> [Natural language region descriptions]:
===============
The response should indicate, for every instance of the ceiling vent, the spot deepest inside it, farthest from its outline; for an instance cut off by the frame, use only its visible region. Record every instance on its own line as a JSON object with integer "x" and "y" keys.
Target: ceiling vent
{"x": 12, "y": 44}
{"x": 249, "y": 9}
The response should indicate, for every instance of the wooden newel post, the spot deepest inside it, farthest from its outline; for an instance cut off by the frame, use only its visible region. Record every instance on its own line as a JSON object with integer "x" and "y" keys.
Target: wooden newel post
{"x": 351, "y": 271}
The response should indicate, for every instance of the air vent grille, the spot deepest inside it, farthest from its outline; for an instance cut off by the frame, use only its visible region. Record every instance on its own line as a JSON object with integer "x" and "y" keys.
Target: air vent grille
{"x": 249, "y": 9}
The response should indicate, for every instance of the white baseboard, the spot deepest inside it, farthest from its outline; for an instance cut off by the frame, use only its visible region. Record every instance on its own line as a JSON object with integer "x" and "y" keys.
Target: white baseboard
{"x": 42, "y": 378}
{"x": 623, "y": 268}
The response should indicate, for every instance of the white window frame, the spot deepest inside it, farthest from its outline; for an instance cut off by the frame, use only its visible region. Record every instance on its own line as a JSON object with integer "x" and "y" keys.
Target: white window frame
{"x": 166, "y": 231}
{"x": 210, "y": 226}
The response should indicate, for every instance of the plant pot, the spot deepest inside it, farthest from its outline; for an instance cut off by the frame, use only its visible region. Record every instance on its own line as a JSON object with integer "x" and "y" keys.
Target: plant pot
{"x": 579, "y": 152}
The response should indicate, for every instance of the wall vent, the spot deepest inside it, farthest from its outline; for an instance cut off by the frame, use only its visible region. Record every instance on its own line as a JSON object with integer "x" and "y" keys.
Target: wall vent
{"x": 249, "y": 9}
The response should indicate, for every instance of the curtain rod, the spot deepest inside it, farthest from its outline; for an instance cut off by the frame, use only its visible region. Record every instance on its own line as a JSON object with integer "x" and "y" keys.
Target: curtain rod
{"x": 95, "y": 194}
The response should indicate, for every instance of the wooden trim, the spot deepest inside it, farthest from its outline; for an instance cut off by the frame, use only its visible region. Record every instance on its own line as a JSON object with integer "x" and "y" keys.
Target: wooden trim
===============
> [ASSIGNMENT]: Give the entries again in full, with nothing changed.

> [THE ANSWER]:
The response should indicate, for every instance of the ceiling vent, the spot deepest inside it, farthest from its outline; for an instance cut off by the frame, use only its visible region. Record every instance on its own line as a JSON object with integer "x" and "y" keys.
Target: ceiling vent
{"x": 12, "y": 44}
{"x": 249, "y": 9}
The response should indicate, for every instance of the wooden newel post, the spot deepest inside it, farthest from its outline; for an instance cut off by the frame, use only its visible region. Record every instance on its own line as a JSON object with integer "x" and "y" keys.
Target: wooden newel post
{"x": 351, "y": 271}
The response should indicate, for every instance of the air vent grille, the spot deepest inside it, farthest from its outline; for an instance cut off by the frame, use only its visible region. Record every instance on its own line as a JSON object with integer "x" and "y" keys.
Target: air vent grille
{"x": 249, "y": 9}
The response should indicate, for every instance of the white baseboard, the spot deepest inside it, farthest from its outline; for an instance cut off by the frame, use only its visible region. Record every instance on its own line as a JSON object with integer "x" and "y" keys.
Target: white baseboard
{"x": 42, "y": 378}
{"x": 623, "y": 268}
The response should indicate, for every instance of the white window frame, the spot deepest inside it, farthest from its outline; for an instance cut off by the frame, use only its visible region. Record every instance on its own line as a JSON object with integer "x" and "y" keys.
Target: white window frame
{"x": 166, "y": 231}
{"x": 210, "y": 226}
The response should indicate, for every instance of the plant pot, the spot deepest inside it, farthest from its outline; for an instance cut off by the frame, use only its visible region. Record every instance on its own line as a JSON object with integer "x" and "y" keys.
Target: plant pot
{"x": 579, "y": 152}
The response should indicate, for every instance of the wall vent, the spot deepest inside it, farthest from its outline; for an instance cut off by the frame, use only its visible region. Record every instance on its own line as a JSON object with integer "x" and "y" keys.
Target: wall vent
{"x": 249, "y": 9}
The response should indicate, for every instance of the curtain rod, the spot deepest inside it, farthest from its outline; for an instance cut off by the frame, use only its visible region. Record every instance on its own line as a JSON object with integer "x" and "y" keys.
Target: curtain rod
{"x": 95, "y": 194}
The response should indicate, for every instance of the wooden trim, the spot deepest inside it, farthest from its outline; for an instance cut off by the frame, use only its visible region. Record every instance on its own line as a JSON object with integer "x" and "y" keys.
Target: wooden trim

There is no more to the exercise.